__CONSIGNE A__.
Répondez à ces questions à partir de l'extrait :
(i) À quelle distance de Grozny se trouve Alkhan-Kala, et dans quelle direction ?
(ii) D'après Ali Tepsourgaïev, quelle langue parlaient les hommes armés ?
(iii) Par qui Adam Tepsourgaïev n'était-il pas accrédité ?
__CONSIGNE B__.
Relevez toutes les lignes qui contiennent le mot « front », puis recopiez-les.

Le 21 novembre, Adam Tepsourgaïev, cameraman free-lance ayant travaillé pour plusieurs médias et notamment pour l’agence Reuters, est tué par balles, alors qu’il se trouve dans une maison de la localité d’Alkhan-Kala, à 10 km au sud de Grozny. D’après les déclarations d’Ali Tepsourgaïev, son frère, blessé lors de l’attaque, des hommes armés parlant en langue tchétchène, ont fait irruption dans la maison et se sont mis à tirer. Le porte-parole du Kremlin sur le conflit tchétchène, Sergueï Iastrjembski, déclare que « cet assassinat prouve encore une fois qu’il est essentiel de prendre des mesures pour assurer la sécurité des journalistes en Tchétchénie », ajoutant qu’Adam Tepsourgaïev n’était pas accrédité par les autorités russes.

__DONNÉES DE L'EXERCICE__.
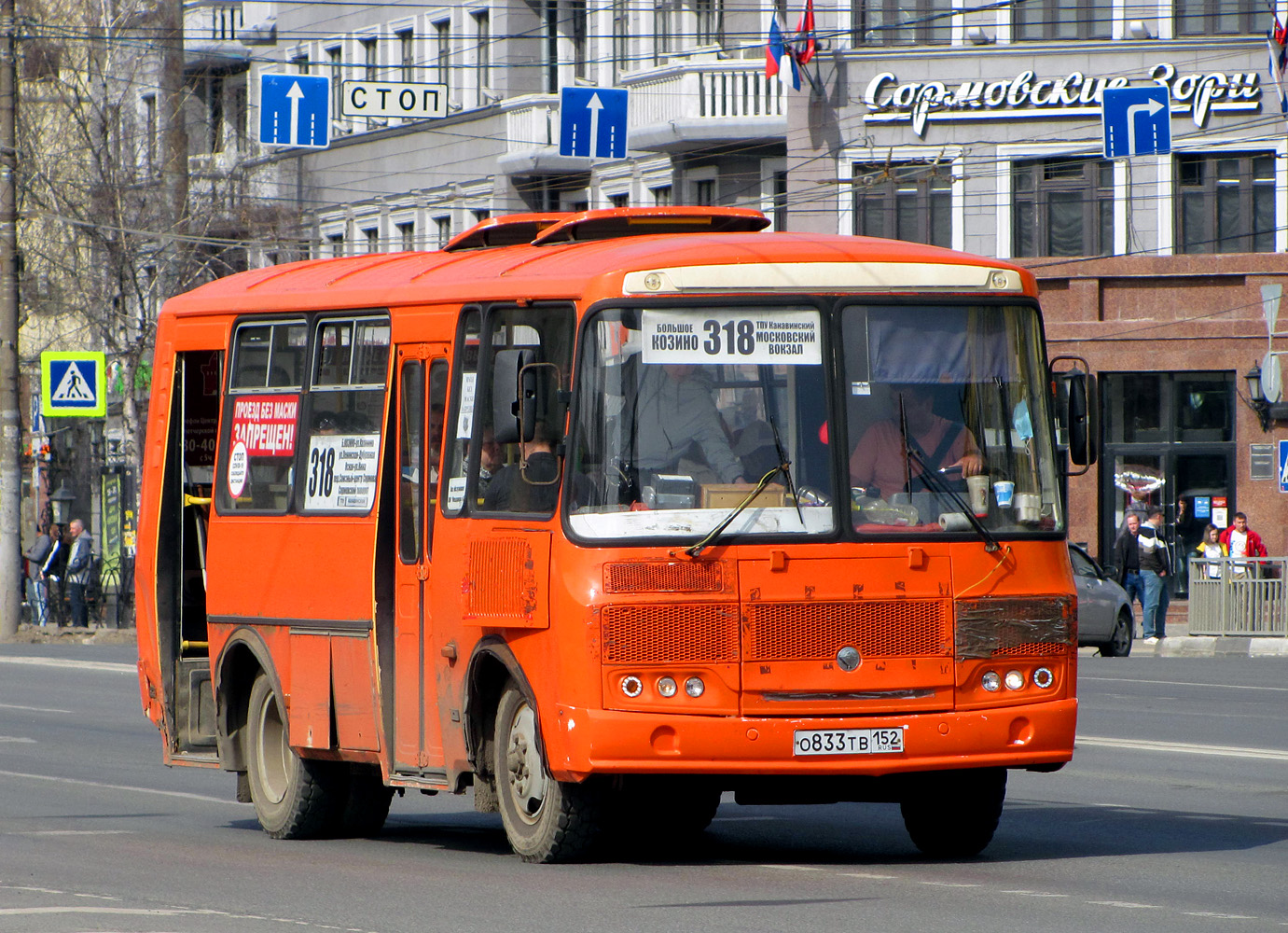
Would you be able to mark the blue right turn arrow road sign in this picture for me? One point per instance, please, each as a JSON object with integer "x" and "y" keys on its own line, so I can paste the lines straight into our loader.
{"x": 1138, "y": 121}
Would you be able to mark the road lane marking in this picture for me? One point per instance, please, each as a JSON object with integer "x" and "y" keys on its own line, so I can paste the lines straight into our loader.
{"x": 1183, "y": 747}
{"x": 31, "y": 709}
{"x": 181, "y": 794}
{"x": 1183, "y": 683}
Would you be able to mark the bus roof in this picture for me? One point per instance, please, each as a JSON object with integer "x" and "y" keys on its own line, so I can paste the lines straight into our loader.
{"x": 621, "y": 263}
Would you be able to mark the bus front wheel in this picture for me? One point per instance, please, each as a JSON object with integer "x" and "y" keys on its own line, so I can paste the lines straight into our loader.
{"x": 953, "y": 814}
{"x": 545, "y": 820}
{"x": 295, "y": 798}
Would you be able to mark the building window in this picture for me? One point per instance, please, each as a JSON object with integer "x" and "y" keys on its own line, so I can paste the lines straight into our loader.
{"x": 1219, "y": 17}
{"x": 1226, "y": 202}
{"x": 1063, "y": 208}
{"x": 1036, "y": 20}
{"x": 901, "y": 22}
{"x": 911, "y": 202}
{"x": 442, "y": 49}
{"x": 710, "y": 22}
{"x": 408, "y": 235}
{"x": 406, "y": 56}
{"x": 482, "y": 30}
{"x": 335, "y": 57}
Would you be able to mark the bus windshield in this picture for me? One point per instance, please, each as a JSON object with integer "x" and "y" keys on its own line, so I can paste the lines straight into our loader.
{"x": 683, "y": 411}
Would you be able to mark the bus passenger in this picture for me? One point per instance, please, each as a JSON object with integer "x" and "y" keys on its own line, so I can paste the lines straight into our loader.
{"x": 879, "y": 460}
{"x": 534, "y": 489}
{"x": 673, "y": 410}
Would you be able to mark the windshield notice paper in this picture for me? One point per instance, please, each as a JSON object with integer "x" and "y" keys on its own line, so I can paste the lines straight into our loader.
{"x": 341, "y": 472}
{"x": 716, "y": 335}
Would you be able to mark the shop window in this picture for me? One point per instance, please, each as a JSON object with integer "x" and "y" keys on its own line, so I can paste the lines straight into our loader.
{"x": 1226, "y": 202}
{"x": 1219, "y": 17}
{"x": 1063, "y": 208}
{"x": 909, "y": 202}
{"x": 901, "y": 22}
{"x": 1057, "y": 20}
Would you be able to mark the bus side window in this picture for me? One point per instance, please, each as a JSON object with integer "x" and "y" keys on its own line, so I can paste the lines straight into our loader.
{"x": 262, "y": 418}
{"x": 536, "y": 341}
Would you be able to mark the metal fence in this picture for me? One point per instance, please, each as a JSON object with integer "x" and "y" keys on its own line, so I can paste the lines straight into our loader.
{"x": 1238, "y": 597}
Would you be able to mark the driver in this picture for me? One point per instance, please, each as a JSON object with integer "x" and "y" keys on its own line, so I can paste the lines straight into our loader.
{"x": 879, "y": 458}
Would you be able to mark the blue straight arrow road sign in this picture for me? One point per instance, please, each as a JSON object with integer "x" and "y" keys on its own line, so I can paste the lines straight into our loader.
{"x": 592, "y": 122}
{"x": 295, "y": 110}
{"x": 1138, "y": 121}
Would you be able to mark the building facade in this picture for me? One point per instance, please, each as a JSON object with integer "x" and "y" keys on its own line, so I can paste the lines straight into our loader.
{"x": 976, "y": 128}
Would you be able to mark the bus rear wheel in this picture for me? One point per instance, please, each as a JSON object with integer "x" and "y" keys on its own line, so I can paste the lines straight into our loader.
{"x": 545, "y": 820}
{"x": 295, "y": 798}
{"x": 955, "y": 814}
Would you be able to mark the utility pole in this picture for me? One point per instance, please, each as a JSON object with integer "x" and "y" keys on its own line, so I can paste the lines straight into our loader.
{"x": 10, "y": 423}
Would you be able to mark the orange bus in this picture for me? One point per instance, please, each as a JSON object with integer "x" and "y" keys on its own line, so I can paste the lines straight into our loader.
{"x": 604, "y": 514}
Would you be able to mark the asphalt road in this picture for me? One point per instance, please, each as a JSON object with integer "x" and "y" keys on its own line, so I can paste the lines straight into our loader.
{"x": 1171, "y": 817}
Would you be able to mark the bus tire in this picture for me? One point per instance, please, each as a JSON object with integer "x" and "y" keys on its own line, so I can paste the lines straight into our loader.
{"x": 545, "y": 820}
{"x": 955, "y": 814}
{"x": 366, "y": 804}
{"x": 295, "y": 798}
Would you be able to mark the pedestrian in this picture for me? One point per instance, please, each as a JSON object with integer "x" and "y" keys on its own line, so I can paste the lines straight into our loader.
{"x": 1155, "y": 570}
{"x": 1240, "y": 540}
{"x": 1211, "y": 550}
{"x": 78, "y": 564}
{"x": 1128, "y": 562}
{"x": 36, "y": 587}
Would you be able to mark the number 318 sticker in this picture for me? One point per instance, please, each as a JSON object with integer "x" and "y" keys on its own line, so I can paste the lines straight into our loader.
{"x": 746, "y": 335}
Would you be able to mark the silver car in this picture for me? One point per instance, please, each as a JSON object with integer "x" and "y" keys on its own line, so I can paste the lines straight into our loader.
{"x": 1104, "y": 611}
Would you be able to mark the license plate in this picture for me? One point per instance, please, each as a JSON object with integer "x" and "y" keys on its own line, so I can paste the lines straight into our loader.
{"x": 848, "y": 741}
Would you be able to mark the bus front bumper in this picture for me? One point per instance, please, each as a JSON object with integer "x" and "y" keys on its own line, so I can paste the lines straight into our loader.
{"x": 592, "y": 741}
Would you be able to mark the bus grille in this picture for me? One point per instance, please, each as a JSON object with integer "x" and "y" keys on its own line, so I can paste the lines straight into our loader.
{"x": 670, "y": 633}
{"x": 658, "y": 577}
{"x": 798, "y": 632}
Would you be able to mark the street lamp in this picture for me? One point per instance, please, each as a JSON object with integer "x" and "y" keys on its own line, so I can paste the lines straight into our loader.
{"x": 62, "y": 503}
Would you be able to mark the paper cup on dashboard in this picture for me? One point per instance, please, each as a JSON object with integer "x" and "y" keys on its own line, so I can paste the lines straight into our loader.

__RÉPONSE A__.
(i) À 10 km au sud de Grozny.
(ii) Le tchétchène.
(iii) Par les autorités russes.

__RÉPONSE B__.
Would you be able to mark the bus front wheel in this picture for me? One point per instance, please, each as a JSON object with integer "x" and "y" keys on its own line, so I can paste the lines straight into our loader.
Would you be able to mark the bus front bumper in this picture for me? One point per instance, please, each as a JSON object with integer "x" and "y" keys on its own line, so I can paste the lines straight into our loader.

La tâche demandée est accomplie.